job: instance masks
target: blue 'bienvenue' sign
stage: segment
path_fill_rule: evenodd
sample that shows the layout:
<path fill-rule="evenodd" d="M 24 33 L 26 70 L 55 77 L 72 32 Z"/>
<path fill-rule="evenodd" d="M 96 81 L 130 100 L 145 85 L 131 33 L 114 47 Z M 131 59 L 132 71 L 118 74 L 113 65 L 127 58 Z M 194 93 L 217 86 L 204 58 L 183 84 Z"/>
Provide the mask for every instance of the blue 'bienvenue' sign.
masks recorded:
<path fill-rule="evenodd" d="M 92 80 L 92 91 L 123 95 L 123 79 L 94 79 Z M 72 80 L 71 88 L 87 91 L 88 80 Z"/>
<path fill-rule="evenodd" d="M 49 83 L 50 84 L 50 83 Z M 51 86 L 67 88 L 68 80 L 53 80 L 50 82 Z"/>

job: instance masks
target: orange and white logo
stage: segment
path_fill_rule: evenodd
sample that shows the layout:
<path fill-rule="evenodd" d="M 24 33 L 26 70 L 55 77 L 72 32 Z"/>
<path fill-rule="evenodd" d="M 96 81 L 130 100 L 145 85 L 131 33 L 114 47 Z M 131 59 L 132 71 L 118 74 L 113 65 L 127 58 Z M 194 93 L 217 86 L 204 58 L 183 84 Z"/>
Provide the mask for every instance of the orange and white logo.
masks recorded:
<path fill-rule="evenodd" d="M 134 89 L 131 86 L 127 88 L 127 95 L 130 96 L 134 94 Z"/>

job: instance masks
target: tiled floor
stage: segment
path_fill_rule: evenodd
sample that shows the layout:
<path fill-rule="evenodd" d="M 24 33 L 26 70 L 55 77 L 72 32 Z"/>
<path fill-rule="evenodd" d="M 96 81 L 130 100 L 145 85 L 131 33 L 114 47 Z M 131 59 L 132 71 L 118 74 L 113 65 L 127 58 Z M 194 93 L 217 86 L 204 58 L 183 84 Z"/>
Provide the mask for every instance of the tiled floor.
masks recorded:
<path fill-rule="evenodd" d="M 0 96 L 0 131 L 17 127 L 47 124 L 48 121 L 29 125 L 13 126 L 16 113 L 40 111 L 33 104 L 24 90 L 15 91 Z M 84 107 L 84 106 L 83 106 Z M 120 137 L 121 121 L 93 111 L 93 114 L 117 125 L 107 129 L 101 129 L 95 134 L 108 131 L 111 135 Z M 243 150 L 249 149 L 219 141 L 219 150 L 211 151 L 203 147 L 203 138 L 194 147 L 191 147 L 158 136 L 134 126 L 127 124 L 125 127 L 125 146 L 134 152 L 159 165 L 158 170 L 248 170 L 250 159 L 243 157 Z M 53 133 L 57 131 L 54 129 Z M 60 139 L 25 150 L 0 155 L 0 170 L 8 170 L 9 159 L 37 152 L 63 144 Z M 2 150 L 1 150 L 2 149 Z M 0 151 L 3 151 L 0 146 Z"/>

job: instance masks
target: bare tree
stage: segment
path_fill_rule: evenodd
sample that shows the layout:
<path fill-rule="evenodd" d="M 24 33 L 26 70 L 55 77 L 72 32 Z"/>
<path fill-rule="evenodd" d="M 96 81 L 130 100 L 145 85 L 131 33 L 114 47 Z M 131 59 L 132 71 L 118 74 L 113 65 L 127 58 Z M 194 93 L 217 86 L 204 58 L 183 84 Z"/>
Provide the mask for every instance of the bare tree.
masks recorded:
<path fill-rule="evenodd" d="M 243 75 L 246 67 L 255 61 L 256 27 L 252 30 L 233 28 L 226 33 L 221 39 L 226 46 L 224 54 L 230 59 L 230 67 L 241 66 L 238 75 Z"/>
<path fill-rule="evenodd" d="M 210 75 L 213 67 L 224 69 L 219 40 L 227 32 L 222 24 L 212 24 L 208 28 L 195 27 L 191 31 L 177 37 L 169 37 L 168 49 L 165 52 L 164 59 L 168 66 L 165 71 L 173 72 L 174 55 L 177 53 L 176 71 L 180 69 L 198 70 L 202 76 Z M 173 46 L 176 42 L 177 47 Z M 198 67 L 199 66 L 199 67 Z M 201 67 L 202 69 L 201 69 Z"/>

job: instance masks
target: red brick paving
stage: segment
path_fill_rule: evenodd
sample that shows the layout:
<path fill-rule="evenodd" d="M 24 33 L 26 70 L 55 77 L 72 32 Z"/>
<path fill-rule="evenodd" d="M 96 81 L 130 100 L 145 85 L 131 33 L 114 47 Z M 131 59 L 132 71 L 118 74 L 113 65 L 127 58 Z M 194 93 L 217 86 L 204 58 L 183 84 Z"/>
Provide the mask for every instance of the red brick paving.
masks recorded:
== == ==
> [SHORT PROBLEM]
Select every line in the records above that contains the string "logo", matching case exactly.

> [RESULT]
target: orange and white logo
Provide the mask for every instance of the orange and white logo.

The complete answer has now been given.